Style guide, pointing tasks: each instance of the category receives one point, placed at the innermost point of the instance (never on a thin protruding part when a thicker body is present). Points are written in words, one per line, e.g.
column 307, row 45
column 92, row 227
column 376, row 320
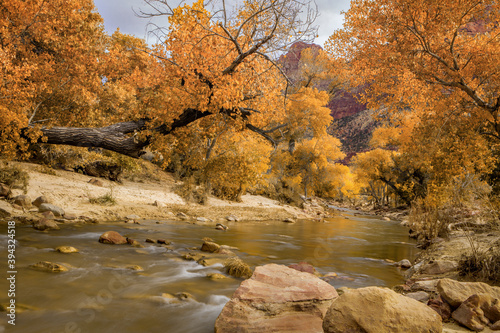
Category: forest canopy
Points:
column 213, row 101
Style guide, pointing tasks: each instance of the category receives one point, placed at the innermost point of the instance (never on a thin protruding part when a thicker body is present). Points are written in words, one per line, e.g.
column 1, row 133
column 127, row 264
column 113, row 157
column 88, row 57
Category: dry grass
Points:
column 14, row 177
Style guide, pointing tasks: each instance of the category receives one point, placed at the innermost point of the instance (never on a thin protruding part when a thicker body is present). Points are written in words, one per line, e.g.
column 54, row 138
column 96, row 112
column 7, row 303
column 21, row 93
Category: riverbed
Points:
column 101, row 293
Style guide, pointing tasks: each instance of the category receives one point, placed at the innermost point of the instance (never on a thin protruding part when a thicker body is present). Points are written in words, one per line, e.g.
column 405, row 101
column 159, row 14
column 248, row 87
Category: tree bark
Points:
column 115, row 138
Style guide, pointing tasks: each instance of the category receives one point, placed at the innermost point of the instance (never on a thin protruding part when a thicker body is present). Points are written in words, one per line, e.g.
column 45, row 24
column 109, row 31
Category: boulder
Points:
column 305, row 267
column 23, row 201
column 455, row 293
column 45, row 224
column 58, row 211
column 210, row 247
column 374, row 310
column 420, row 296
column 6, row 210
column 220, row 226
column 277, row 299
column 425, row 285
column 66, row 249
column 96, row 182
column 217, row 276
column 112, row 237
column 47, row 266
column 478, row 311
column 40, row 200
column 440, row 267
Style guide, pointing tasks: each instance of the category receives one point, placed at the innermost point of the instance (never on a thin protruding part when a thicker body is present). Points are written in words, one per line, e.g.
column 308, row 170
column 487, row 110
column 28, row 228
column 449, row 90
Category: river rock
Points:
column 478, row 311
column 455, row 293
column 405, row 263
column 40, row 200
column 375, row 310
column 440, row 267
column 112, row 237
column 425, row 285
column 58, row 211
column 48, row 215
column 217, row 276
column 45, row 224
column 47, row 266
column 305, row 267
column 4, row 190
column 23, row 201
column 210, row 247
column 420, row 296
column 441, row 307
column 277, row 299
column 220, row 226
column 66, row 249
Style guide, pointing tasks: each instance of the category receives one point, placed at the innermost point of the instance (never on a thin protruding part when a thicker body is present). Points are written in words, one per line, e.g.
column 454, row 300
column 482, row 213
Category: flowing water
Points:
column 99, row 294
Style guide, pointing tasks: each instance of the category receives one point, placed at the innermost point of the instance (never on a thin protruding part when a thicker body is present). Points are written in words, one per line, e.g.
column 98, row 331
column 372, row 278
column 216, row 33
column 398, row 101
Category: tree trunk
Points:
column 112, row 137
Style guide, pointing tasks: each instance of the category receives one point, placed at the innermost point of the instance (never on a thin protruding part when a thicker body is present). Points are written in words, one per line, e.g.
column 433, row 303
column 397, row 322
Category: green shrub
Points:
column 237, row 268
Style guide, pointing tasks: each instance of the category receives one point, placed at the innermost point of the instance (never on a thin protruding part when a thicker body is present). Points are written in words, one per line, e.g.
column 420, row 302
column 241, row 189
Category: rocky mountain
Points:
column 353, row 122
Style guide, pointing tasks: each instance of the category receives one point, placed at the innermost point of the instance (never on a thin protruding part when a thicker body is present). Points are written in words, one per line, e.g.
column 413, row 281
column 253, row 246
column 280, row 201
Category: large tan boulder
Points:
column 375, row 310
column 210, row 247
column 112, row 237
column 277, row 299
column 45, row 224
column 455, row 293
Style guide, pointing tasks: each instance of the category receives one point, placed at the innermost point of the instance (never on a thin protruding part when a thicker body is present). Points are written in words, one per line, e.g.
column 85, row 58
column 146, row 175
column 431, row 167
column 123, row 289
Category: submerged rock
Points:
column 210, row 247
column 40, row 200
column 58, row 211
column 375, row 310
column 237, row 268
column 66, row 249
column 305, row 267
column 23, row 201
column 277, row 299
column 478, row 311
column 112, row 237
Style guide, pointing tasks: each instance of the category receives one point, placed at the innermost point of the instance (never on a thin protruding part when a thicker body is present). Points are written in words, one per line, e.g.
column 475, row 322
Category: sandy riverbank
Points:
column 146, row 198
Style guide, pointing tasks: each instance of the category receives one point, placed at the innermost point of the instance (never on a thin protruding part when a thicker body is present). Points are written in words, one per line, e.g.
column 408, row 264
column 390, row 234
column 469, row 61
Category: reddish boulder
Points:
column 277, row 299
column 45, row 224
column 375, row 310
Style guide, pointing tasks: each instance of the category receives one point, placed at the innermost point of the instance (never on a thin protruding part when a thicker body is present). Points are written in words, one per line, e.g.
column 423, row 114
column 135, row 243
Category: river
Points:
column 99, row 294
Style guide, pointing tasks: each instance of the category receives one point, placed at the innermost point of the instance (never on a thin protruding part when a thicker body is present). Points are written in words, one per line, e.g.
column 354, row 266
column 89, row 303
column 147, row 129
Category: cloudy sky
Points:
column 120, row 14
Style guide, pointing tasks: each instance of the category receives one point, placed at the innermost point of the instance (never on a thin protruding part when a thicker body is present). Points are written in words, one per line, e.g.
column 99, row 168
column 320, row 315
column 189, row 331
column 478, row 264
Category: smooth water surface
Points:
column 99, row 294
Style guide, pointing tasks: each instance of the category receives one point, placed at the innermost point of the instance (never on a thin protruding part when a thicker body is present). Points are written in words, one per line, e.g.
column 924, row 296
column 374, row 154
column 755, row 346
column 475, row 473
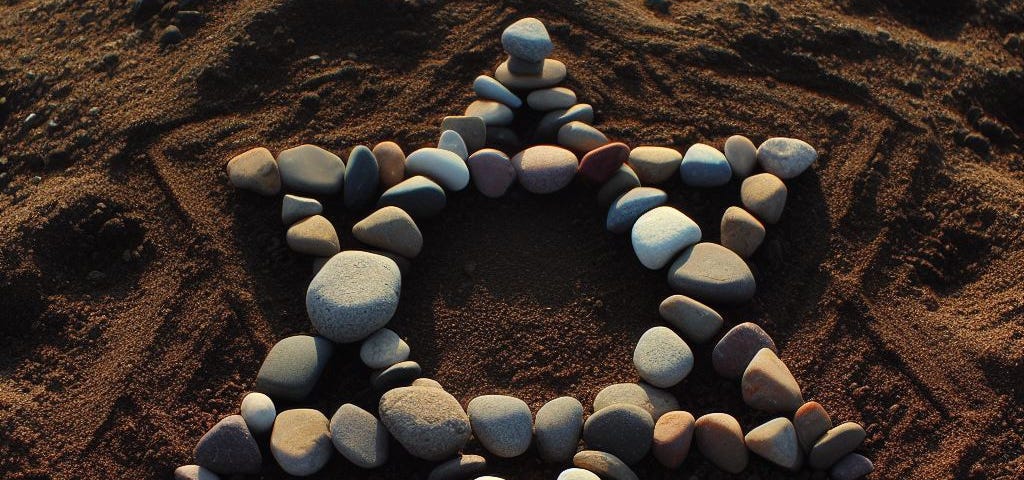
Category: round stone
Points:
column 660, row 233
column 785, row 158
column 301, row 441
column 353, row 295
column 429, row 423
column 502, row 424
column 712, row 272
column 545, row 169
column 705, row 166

* * * * *

- **Exercise task**:
Images do not belong in the copy; reproduce all other parts of the records above verbatim.

- **Full answer**:
Style guide, pointing tasks: each instance of the category receives one point, placed at the innermost point of the instance (never on a thin protruding part when a thicker body is present). Points are written in words, one per line, e.g.
column 307, row 45
column 92, row 227
column 376, row 320
Category: forest canopy
Points:
column 213, row 101
Style guide, pointing tasks: each instance of the category receives one point, placed at the innermost point of the instance (never on a thin protruding part when a thicker body is present). Points are written in words, one per line, e.g.
column 1, row 133
column 127, row 264
column 113, row 157
column 88, row 57
Category: dry grass
Points:
column 14, row 177
Style guide, pointing tasks: each instance of the category receives one point, placed at the innermost point of the instance (never on a thin protruding part when a thicker body is present). Points are written in words, one per line, e.g.
column 54, row 138
column 96, row 112
column 7, row 303
column 21, row 93
Category: riverbed
Points:
column 101, row 293
Style guide, pointing tasks: each instance of the category receives one point, placed at the innermost point of the instance (never on a thin protruding part when a thicker body is present). Points are written in words, one per line, e.g.
column 405, row 101
column 159, row 14
column 248, row 87
Category: tree bark
Points:
column 115, row 138
Style guide, pointing tasks: each instance of the category receives one point, placed at the innermost point of the instance (never on a thin protruding part when a thicker body is present). Points are written in words, one per line, e.g.
column 45, row 24
column 109, row 31
Category: boulder
Points:
column 305, row 267
column 23, row 201
column 455, row 293
column 45, row 224
column 58, row 211
column 210, row 247
column 374, row 310
column 420, row 296
column 6, row 210
column 220, row 226
column 277, row 299
column 425, row 285
column 66, row 249
column 96, row 182
column 217, row 276
column 112, row 237
column 47, row 266
column 478, row 311
column 40, row 200
column 440, row 267
Style guide, pointing tasks: each instance of the category receives one point, placed at the innermost point of the instance (never on a thin protruding part when a thicker body is present). Points are written in words, one per line, e.g.
column 308, row 170
column 487, row 110
column 28, row 228
column 449, row 90
Category: river rock
Points:
column 478, row 311
column 455, row 293
column 405, row 263
column 40, row 200
column 375, row 310
column 440, row 267
column 112, row 237
column 425, row 285
column 58, row 211
column 48, row 215
column 217, row 276
column 45, row 224
column 47, row 266
column 305, row 267
column 4, row 190
column 23, row 201
column 210, row 247
column 420, row 296
column 441, row 307
column 277, row 299
column 220, row 226
column 66, row 249
Style guide, pointing tasks: each instance of the category receives one point, placed at the innermost point of the instance (never on a thin protruding part when a thicker body is present). Points are written in words, one per line, e.g.
column 454, row 300
column 482, row 213
Category: flowing water
Points:
column 99, row 294
Style guide, pointing tasks: each instance of the category receives one point, placed at the innermost point of the instance (never on a thin protruding part when a thicker body is present). Points are written in words, one per line, e.g.
column 98, row 331
column 372, row 278
column 216, row 33
column 398, row 101
Category: tree trunk
Points:
column 112, row 137
Style guide, pointing tasks: each instance of the category receives one point, placed at the innermost point of the instance (never on a thin protruding part when a thicker body is present). Points are written in words, one per line, e.g.
column 433, row 303
column 397, row 322
Category: green shrub
Points:
column 237, row 268
Style guide, pointing tasks: each instance of the category receives one point, placed at the innermost point of the instance (never on a thin protruding part when a thicker body is present). Points are written in words, one per line, e.g.
column 420, row 302
column 241, row 189
Category: rocky mountain
Points:
column 353, row 122
Style guide, pointing tasks: each instance of the category receives one point, placed at the innermost point of the instance (never on a thin protruding part when a thicker body is present). Points are written in words, one per line, e.g.
column 413, row 281
column 253, row 246
column 280, row 201
Category: large tan boulder
Points:
column 375, row 310
column 210, row 247
column 112, row 237
column 277, row 299
column 45, row 224
column 455, row 293
Style guide, pointing tasks: each instance of the category receives one point, placed at the innermost point of the instance (never on a thin protruding part when a thicker body is present). Points are written in words, one per line, e.g.
column 85, row 58
column 146, row 175
column 431, row 167
column 123, row 289
Category: submerged rock
Points:
column 210, row 247
column 40, row 200
column 58, row 211
column 375, row 310
column 237, row 268
column 66, row 249
column 305, row 267
column 23, row 201
column 277, row 299
column 478, row 311
column 112, row 237
Style guide, pointing tasks: each instance of the category receives one point, placed at the innermost point of the instance (never on a thin protruding part when a thicker body is present). Points are written in words, one per line, e.g.
column 475, row 322
Category: sandy riverbank
Points:
column 146, row 198
Style guide, pointing tasks: each instance of the category receives one point, placed at the innermost point of the instance (never on a thin protruding part when a thicker body is present). Points are written in words, one per line, e.g.
column 408, row 264
column 390, row 234
column 469, row 61
Category: reddish boulder
Points:
column 277, row 299
column 45, row 224
column 375, row 310
Style guide, pointing tasks: each instance of the category receives one point, placed at the innermost point of the instance (never on a thin protruding part when a thicker body is present). Points are written in words, one per line, e.g.
column 423, row 114
column 135, row 243
Category: river
Points:
column 99, row 294
Style guide, pointing tasks: each instance of the category receives one point, placed at the innermost point of the instance (never on a thin protruding part when a thicker body is present). Points are written in words, one per line, e.g.
column 354, row 266
column 89, row 303
column 147, row 129
Category: cloudy sky
Points:
column 120, row 14
Style guide, pointing tasks: each instance of the category receives one point, placed at the innermost point of the instance (never on a thin protruding part when a thicker body is present). Points are written in words, one per line, e.g.
column 99, row 168
column 320, row 315
column 189, row 331
column 478, row 264
Category: smooth water surface
Points:
column 99, row 294
Style guide, pointing tasks: each instance of the category receives one point, placed at the innermost point of the instance (never on a thin protruding part when a thicker body is present). Points are written in words, one per line, e.g.
column 924, row 296
column 374, row 154
column 755, row 346
column 475, row 473
Category: round stone
Points:
column 660, row 233
column 785, row 158
column 301, row 441
column 353, row 295
column 429, row 423
column 502, row 424
column 712, row 272
column 545, row 169
column 705, row 166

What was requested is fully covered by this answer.